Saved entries
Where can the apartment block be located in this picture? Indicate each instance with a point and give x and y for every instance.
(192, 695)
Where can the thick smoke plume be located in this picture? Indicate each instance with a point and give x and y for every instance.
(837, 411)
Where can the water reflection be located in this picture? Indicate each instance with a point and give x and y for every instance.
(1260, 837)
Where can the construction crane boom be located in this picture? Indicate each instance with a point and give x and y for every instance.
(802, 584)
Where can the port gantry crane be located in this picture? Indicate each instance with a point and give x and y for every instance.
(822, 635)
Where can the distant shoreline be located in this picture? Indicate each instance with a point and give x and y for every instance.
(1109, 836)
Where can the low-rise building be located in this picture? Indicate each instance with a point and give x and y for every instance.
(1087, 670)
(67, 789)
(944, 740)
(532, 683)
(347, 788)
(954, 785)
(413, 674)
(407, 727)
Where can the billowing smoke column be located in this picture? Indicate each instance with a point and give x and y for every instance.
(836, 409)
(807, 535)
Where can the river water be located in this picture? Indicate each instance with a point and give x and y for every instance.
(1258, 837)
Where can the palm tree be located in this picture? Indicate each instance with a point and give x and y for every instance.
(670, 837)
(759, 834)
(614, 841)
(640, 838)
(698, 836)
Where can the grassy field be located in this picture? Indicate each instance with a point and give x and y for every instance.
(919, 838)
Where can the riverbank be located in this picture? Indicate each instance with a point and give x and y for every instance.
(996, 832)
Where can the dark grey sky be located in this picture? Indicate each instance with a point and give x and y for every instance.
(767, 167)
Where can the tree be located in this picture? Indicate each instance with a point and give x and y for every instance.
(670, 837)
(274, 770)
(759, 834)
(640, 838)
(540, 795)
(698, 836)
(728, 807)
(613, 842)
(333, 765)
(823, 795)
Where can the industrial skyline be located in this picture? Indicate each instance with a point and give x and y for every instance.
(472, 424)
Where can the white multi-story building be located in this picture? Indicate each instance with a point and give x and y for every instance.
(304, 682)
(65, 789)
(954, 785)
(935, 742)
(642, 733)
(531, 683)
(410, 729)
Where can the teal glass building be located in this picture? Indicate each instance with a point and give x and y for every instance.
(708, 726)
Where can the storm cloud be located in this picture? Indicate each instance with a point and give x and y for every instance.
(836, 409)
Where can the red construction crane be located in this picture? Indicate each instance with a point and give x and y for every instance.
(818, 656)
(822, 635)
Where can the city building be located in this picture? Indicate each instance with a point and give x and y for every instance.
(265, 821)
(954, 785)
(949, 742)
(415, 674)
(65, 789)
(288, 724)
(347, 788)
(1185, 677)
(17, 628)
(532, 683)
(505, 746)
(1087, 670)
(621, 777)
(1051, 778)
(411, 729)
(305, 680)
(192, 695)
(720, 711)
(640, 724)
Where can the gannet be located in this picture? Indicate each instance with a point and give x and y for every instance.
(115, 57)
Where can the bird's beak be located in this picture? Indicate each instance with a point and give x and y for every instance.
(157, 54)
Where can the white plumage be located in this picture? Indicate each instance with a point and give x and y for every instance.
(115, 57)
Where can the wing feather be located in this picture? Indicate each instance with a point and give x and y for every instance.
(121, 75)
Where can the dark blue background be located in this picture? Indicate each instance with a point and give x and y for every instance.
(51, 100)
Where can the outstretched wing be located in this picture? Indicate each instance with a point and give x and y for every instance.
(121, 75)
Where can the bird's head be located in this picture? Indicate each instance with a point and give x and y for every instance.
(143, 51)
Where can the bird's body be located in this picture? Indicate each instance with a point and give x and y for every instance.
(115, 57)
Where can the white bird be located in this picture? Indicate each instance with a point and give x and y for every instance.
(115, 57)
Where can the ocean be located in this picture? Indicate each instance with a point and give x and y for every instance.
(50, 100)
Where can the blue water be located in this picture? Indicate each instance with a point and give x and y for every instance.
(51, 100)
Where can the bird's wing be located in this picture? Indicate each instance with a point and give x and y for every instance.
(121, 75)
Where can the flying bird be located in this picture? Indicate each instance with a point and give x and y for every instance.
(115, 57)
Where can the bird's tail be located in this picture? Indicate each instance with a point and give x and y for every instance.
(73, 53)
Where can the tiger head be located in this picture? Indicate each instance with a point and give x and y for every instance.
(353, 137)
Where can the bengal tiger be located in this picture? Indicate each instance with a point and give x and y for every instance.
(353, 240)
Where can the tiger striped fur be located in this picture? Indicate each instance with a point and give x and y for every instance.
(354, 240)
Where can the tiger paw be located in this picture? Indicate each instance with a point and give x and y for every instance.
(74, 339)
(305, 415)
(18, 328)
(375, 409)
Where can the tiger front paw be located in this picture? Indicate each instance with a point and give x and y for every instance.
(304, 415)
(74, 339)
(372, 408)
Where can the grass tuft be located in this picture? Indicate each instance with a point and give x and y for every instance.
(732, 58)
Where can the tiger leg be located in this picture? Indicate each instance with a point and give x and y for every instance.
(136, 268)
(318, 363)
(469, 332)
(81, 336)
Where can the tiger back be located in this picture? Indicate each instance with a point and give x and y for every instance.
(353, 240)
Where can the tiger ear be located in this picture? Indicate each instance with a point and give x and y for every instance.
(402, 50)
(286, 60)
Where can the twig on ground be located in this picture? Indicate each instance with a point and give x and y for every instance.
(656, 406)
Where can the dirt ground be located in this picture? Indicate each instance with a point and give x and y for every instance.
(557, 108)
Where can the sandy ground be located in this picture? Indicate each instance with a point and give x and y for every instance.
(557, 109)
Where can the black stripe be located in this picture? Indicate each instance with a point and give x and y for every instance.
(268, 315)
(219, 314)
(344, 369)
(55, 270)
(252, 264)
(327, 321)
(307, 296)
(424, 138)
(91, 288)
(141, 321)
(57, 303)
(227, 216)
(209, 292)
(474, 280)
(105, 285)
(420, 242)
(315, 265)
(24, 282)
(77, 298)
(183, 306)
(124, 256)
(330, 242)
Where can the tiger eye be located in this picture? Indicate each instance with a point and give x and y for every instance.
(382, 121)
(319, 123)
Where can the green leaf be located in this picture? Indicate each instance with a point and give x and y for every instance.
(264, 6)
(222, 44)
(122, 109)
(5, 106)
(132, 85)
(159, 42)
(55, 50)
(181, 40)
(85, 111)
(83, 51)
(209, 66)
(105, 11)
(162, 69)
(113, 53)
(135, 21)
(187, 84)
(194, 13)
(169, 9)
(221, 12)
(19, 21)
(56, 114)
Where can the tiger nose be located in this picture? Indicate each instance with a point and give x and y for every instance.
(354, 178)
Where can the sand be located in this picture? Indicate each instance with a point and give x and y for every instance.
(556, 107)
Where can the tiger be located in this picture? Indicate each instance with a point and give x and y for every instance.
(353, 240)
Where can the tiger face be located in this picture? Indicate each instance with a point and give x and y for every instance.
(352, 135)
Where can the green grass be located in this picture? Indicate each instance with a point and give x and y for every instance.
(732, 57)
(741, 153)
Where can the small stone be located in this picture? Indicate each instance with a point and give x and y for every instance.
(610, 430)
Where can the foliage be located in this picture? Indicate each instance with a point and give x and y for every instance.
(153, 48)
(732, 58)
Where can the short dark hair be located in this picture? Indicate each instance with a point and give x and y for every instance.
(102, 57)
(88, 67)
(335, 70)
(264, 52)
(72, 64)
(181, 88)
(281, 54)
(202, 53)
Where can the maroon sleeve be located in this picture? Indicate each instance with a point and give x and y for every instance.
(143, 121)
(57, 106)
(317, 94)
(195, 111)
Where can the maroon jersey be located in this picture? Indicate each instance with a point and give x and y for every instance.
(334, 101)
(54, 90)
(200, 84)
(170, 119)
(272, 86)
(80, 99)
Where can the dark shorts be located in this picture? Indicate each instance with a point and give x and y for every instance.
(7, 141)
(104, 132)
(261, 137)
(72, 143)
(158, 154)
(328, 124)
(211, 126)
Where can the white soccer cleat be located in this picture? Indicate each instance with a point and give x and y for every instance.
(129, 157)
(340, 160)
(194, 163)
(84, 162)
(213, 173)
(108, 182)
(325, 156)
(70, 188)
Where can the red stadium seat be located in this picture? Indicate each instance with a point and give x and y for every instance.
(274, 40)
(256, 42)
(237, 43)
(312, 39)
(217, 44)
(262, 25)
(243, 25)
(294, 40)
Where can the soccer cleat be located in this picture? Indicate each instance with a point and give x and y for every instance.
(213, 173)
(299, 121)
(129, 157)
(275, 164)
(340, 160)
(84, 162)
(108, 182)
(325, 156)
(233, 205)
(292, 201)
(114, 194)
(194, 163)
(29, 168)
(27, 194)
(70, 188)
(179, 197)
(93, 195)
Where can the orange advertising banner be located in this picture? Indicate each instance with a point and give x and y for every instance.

Instructions to follow: Rewrite the data from the line holding "Where can the soccer" through the end of the data, inclusive, changing "soccer cleat" to "football boot" and leaving everything else as it is.

Solution for this problem:
Where can the football boot be located in this picture? Indicate each instance with a point and give x and y for every instance.
(213, 173)
(299, 121)
(129, 157)
(275, 164)
(340, 160)
(84, 162)
(108, 182)
(325, 156)
(233, 205)
(292, 201)
(114, 194)
(194, 163)
(29, 168)
(27, 194)
(70, 188)
(179, 197)
(93, 195)
Where can the orange advertising banner be located in this picture? Indicate each instance with a point and give x and y for every instance.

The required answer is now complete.